Exercise goal :: Recast every line of the data below as a Markdown table with two columns, Row and Line. Number the rows in order and omit blank lines.

Excerpts of bounding box data
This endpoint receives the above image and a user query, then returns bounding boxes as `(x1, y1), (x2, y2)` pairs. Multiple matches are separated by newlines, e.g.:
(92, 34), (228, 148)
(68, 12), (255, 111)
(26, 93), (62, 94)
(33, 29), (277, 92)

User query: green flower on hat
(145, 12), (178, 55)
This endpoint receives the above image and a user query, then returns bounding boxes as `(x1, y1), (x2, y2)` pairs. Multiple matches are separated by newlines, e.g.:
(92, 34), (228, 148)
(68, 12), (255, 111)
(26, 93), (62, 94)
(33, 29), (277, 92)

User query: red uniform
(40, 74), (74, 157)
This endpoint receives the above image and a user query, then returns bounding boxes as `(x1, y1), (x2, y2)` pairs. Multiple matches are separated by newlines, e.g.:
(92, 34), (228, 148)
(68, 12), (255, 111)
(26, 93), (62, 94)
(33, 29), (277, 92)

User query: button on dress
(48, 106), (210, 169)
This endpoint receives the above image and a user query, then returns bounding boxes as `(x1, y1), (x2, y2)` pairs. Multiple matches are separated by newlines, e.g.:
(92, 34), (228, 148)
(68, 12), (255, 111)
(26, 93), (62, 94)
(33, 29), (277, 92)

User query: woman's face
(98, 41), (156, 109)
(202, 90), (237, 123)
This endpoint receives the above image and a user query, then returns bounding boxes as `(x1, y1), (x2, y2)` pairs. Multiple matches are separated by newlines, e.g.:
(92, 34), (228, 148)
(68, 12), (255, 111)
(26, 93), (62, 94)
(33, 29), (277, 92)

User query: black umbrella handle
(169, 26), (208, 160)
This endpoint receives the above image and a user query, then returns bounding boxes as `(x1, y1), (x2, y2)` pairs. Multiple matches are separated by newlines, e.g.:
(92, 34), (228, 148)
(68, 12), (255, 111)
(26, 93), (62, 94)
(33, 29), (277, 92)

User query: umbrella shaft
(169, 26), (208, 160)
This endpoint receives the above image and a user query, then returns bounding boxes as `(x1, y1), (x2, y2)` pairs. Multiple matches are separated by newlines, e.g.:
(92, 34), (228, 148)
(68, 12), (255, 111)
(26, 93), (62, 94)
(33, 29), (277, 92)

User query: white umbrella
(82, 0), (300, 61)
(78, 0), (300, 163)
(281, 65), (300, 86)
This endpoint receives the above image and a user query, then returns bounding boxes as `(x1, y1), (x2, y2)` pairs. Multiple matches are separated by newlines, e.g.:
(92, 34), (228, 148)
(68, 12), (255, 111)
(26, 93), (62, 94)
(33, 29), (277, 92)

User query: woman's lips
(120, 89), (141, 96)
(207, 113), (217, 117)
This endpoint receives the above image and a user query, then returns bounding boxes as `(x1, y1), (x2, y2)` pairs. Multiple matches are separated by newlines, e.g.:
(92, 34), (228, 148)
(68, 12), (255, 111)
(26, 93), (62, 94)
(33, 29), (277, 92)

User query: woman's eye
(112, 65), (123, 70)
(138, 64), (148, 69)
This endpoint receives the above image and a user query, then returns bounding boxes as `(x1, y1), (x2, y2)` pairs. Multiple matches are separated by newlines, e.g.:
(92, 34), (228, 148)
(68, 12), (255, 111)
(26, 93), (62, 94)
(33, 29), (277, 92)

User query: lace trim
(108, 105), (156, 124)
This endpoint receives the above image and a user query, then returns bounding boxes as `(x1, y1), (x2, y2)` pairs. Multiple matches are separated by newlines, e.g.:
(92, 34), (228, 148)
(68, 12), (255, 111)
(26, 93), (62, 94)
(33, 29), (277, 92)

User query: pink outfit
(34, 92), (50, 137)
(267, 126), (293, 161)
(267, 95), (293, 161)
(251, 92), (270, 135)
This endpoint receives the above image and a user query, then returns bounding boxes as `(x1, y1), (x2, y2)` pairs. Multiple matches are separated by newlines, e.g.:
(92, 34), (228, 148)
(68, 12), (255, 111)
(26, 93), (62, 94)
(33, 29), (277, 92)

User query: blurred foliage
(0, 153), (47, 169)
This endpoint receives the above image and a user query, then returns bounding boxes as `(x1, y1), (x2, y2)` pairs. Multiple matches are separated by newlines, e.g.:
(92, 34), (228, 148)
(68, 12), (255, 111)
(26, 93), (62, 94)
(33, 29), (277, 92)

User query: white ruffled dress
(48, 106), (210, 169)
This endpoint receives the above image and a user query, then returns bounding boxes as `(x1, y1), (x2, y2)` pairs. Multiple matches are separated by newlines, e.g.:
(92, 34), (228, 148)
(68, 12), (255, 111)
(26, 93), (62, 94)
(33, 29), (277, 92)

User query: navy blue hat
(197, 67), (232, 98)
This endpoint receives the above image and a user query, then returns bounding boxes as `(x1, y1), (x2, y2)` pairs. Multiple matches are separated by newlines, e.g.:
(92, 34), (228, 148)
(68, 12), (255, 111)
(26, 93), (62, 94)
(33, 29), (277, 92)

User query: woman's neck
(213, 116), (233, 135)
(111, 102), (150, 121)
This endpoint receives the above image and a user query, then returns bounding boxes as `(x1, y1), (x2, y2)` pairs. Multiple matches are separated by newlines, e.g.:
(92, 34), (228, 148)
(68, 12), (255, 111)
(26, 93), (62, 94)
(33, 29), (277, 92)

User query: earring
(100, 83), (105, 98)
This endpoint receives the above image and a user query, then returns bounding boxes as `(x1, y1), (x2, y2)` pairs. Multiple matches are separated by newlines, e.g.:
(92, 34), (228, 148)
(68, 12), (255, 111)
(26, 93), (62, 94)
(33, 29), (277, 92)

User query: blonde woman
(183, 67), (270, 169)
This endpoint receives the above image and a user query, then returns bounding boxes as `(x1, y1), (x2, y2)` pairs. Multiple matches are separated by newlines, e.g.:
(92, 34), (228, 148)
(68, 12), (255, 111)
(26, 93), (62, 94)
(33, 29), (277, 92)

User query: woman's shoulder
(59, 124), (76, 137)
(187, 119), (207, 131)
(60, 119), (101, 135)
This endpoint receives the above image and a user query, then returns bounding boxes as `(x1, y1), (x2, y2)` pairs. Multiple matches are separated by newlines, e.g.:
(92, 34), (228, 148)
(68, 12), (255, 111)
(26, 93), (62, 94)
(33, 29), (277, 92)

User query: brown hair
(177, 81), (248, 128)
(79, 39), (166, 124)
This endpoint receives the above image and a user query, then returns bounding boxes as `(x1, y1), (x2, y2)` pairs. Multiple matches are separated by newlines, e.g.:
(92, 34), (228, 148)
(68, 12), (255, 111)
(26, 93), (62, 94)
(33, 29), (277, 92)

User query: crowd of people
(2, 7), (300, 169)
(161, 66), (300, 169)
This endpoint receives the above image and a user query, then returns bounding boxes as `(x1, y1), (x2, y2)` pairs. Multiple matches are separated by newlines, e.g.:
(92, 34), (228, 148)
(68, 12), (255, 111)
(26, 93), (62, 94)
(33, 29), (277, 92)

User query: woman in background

Task result ::
| Row | Line |
|---|---|
| 1 | This endpoint receives the above image and a user query, then returns bounding boxes as `(x1, y1), (x2, y2)` pairs. Multiple matches are separated by newlines, e.g.: |
| 2 | (92, 34), (228, 148) |
| 3 | (68, 12), (255, 111) |
| 4 | (26, 93), (62, 94) |
| 5 | (33, 29), (277, 92) |
| 6 | User query: green flower on hat |
| 7 | (145, 12), (178, 55) |
| 8 | This endpoint receives the above image and a user query, then returns bounding boxes as `(x1, y1), (x2, y2)` pairs. Multiple matches are separated by newlines, e.g.: |
| 9 | (92, 34), (228, 148) |
| 10 | (68, 12), (255, 111) |
| 11 | (26, 93), (62, 94) |
| 12 | (33, 29), (277, 92) |
| 13 | User query: red uniform |
| 14 | (40, 74), (74, 157) |
| 15 | This endpoint receives the above image and a user query, then returns bounding boxes as `(x1, y1), (x2, y2)` pairs. Multiple matches are separated by newlines, e.g.: |
| 16 | (92, 34), (228, 148) |
| 17 | (68, 12), (255, 111) |
| 18 | (26, 93), (62, 94) |
| 19 | (33, 29), (277, 92) |
| 20 | User query: button on dress |
| 21 | (48, 106), (210, 169) |
| 22 | This endpoint receives the above image and a user query, then returns bounding boxes as `(x1, y1), (x2, y2)` pairs. Multiple matches are separated by newlines, e.g.: |
| 23 | (92, 34), (228, 148) |
| 24 | (68, 12), (255, 111) |
| 25 | (26, 93), (62, 94) |
| 26 | (33, 29), (277, 92) |
| 27 | User query: woman's face |
| 28 | (98, 41), (156, 109) |
| 29 | (202, 90), (237, 123) |
| 30 | This endpoint receives the above image and a user query, then returns bounding boxes as `(x1, y1), (x2, y2)` pairs. Multiple matches are separated by newlines, e.g.: |
| 31 | (92, 34), (228, 148) |
| 32 | (68, 12), (255, 111) |
| 33 | (26, 93), (62, 94) |
| 34 | (33, 29), (277, 92) |
| 35 | User query: black umbrella handle |
| 36 | (169, 26), (208, 160) |
| 37 | This endpoint receives the above image and a user query, then returns bounding boxes as `(x1, y1), (x2, y2)` pairs. Multiple matches are separated by newlines, e.g.: |
| 38 | (92, 34), (228, 148) |
| 39 | (68, 12), (255, 111) |
| 40 | (26, 93), (62, 94) |
| 41 | (33, 29), (277, 92) |
| 42 | User query: umbrella shaft |
| 43 | (169, 26), (208, 160) |
| 44 | This endpoint receives the above image and a user query, then returns bounding boxes as `(x1, y1), (x2, y2)` pairs. Multiple matches are separated by newlines, e.g.: |
| 45 | (92, 34), (228, 148) |
| 46 | (68, 12), (255, 111) |
| 47 | (26, 93), (62, 94) |
| 48 | (33, 29), (277, 92) |
| 49 | User query: white umbrella |
| 50 | (82, 0), (300, 61) |
| 51 | (78, 0), (300, 163) |
| 52 | (281, 65), (300, 86) |
| 53 | This endpoint receives the above image and a user query, then returns bounding boxes as `(x1, y1), (x2, y2)` pairs. Multiple matches are separated by newlines, e.g.: |
| 54 | (92, 34), (228, 148) |
| 55 | (68, 12), (255, 111) |
| 56 | (26, 93), (62, 94) |
| 57 | (33, 29), (277, 92) |
| 58 | User query: woman's lips |
| 59 | (120, 89), (141, 96) |
| 60 | (207, 113), (217, 117) |
| 61 | This endpoint receives the above image and a user query, then returns bounding boxes as `(x1, y1), (x2, y2)` pairs. Multiple matches are separated by newlines, e.g.: |
| 62 | (92, 34), (228, 148) |
| 63 | (68, 12), (255, 111) |
| 64 | (26, 93), (62, 94) |
| 65 | (33, 29), (277, 92) |
| 66 | User query: woman's eye |
| 67 | (112, 65), (123, 70) |
| 68 | (138, 64), (148, 69) |
| 69 | This endpoint receives the above image and a user query, then returns bounding boxes as `(x1, y1), (x2, y2)` pairs. Multiple matches are separated by newlines, e.g.: |
| 70 | (92, 34), (228, 148) |
| 71 | (68, 12), (255, 111) |
| 72 | (26, 93), (62, 94) |
| 73 | (33, 29), (277, 92) |
| 74 | User query: lace trim |
| 75 | (108, 105), (156, 124) |
| 76 | This endpoint receives the above image and a user query, then returns bounding boxes as `(x1, y1), (x2, y2)` pairs. Multiple matches are separated by newlines, e.g.: |
| 77 | (92, 34), (228, 148) |
| 78 | (68, 12), (255, 111) |
| 79 | (26, 93), (62, 94) |
| 80 | (33, 29), (277, 92) |
| 81 | User query: pink outfit |
| 82 | (34, 92), (50, 137) |
| 83 | (267, 126), (293, 161) |
| 84 | (267, 95), (293, 161) |
| 85 | (251, 92), (270, 135) |
| 86 | This endpoint receives the above image and a user query, then returns bounding boxes as `(x1, y1), (x2, y2)` pairs. Multiple matches are separated by newlines, e.g.: |
| 87 | (92, 34), (228, 148) |
| 88 | (68, 12), (255, 111) |
| 89 | (26, 93), (62, 94) |
| 90 | (33, 29), (277, 92) |
| 91 | User query: blurred foliage |
| 92 | (0, 153), (47, 169) |
| 93 | This endpoint receives the above image and a user query, then returns bounding boxes as `(x1, y1), (x2, y2)` pairs. Multiple matches are separated by newlines, e.g.: |
| 94 | (92, 34), (228, 148) |
| 95 | (68, 12), (255, 111) |
| 96 | (26, 93), (62, 94) |
| 97 | (33, 29), (277, 92) |
| 98 | User query: white ruffled dress |
| 99 | (48, 106), (210, 169) |
| 100 | This endpoint receives the above image and a user query, then returns bounding boxes as `(x1, y1), (x2, y2)` pairs. Multiple matches are separated by newlines, e.g.: |
| 101 | (92, 34), (228, 148) |
| 102 | (68, 12), (255, 111) |
| 103 | (26, 93), (62, 94) |
| 104 | (33, 29), (277, 92) |
| 105 | User query: navy blue hat |
| 106 | (197, 67), (232, 98) |
| 107 | This endpoint receives the above image and a user query, then returns bounding boxes as `(x1, y1), (x2, y2)` pairs. Multiple matches are separated by newlines, e.g.: |
| 108 | (92, 34), (228, 148) |
| 109 | (68, 12), (255, 111) |
| 110 | (26, 93), (62, 94) |
| 111 | (33, 29), (277, 92) |
| 112 | User query: woman's neck |
| 113 | (213, 116), (233, 135) |
| 114 | (111, 102), (150, 121) |
| 115 | This endpoint receives the above image and a user query, then returns bounding boxes as `(x1, y1), (x2, y2)` pairs. Multiple matches are separated by newlines, e.g.: |
| 116 | (92, 34), (228, 148) |
| 117 | (68, 12), (255, 111) |
| 118 | (26, 93), (62, 94) |
| 119 | (33, 29), (277, 92) |
| 120 | User query: earring |
| 121 | (100, 83), (105, 98) |
| 122 | This endpoint receives the above image and a user query, then returns bounding boxes as `(x1, y1), (x2, y2)` pairs. Multiple matches are separated by newlines, e.g.: |
| 123 | (92, 34), (228, 148) |
| 124 | (68, 12), (255, 111) |
| 125 | (26, 93), (62, 94) |
| 126 | (33, 29), (277, 92) |
| 127 | User query: blonde woman |
| 128 | (183, 67), (270, 169) |
| 129 | This endpoint receives the above image and a user query, then returns bounding boxes as `(x1, y1), (x2, y2)` pairs. Multiple matches are separated by newlines, e.g.: |
| 130 | (92, 34), (228, 148) |
| 131 | (68, 12), (255, 111) |
| 132 | (26, 93), (62, 94) |
| 133 | (33, 29), (277, 92) |
| 134 | User query: woman's shoulder |
| 135 | (59, 124), (76, 137) |
| 136 | (187, 119), (207, 131) |
| 137 | (60, 119), (101, 135) |
| 138 | This endpoint receives the above image and a user query, then returns bounding boxes as `(x1, y1), (x2, y2)` pairs. Multiple matches are separated by newlines, e.g.: |
| 139 | (92, 34), (228, 148) |
| 140 | (68, 12), (255, 111) |
| 141 | (26, 93), (62, 94) |
| 142 | (33, 29), (277, 92) |
| 143 | User query: brown hair |
| 144 | (177, 81), (248, 128) |
| 145 | (79, 39), (166, 124) |
| 146 | This endpoint receives the above image and a user query, then returns bounding boxes as `(x1, y1), (x2, y2)` pairs. Multiple matches are separated by newlines, e.g.: |
| 147 | (92, 34), (228, 148) |
| 148 | (68, 12), (255, 111) |
| 149 | (26, 93), (62, 94) |
| 150 | (33, 29), (277, 92) |
| 151 | User query: crowd of people |
| 152 | (2, 7), (300, 169) |
| 153 | (161, 66), (300, 169) |
| 154 | This endpoint receives the above image and a user query, then returns bounding boxes as `(x1, y1), (x2, y2)` pairs. Multiple matches are separated by newlines, e.g.: |
| 155 | (92, 34), (228, 148) |
| 156 | (68, 12), (255, 111) |
| 157 | (26, 93), (62, 94) |
| 158 | (33, 29), (277, 92) |
| 159 | User query: woman in background |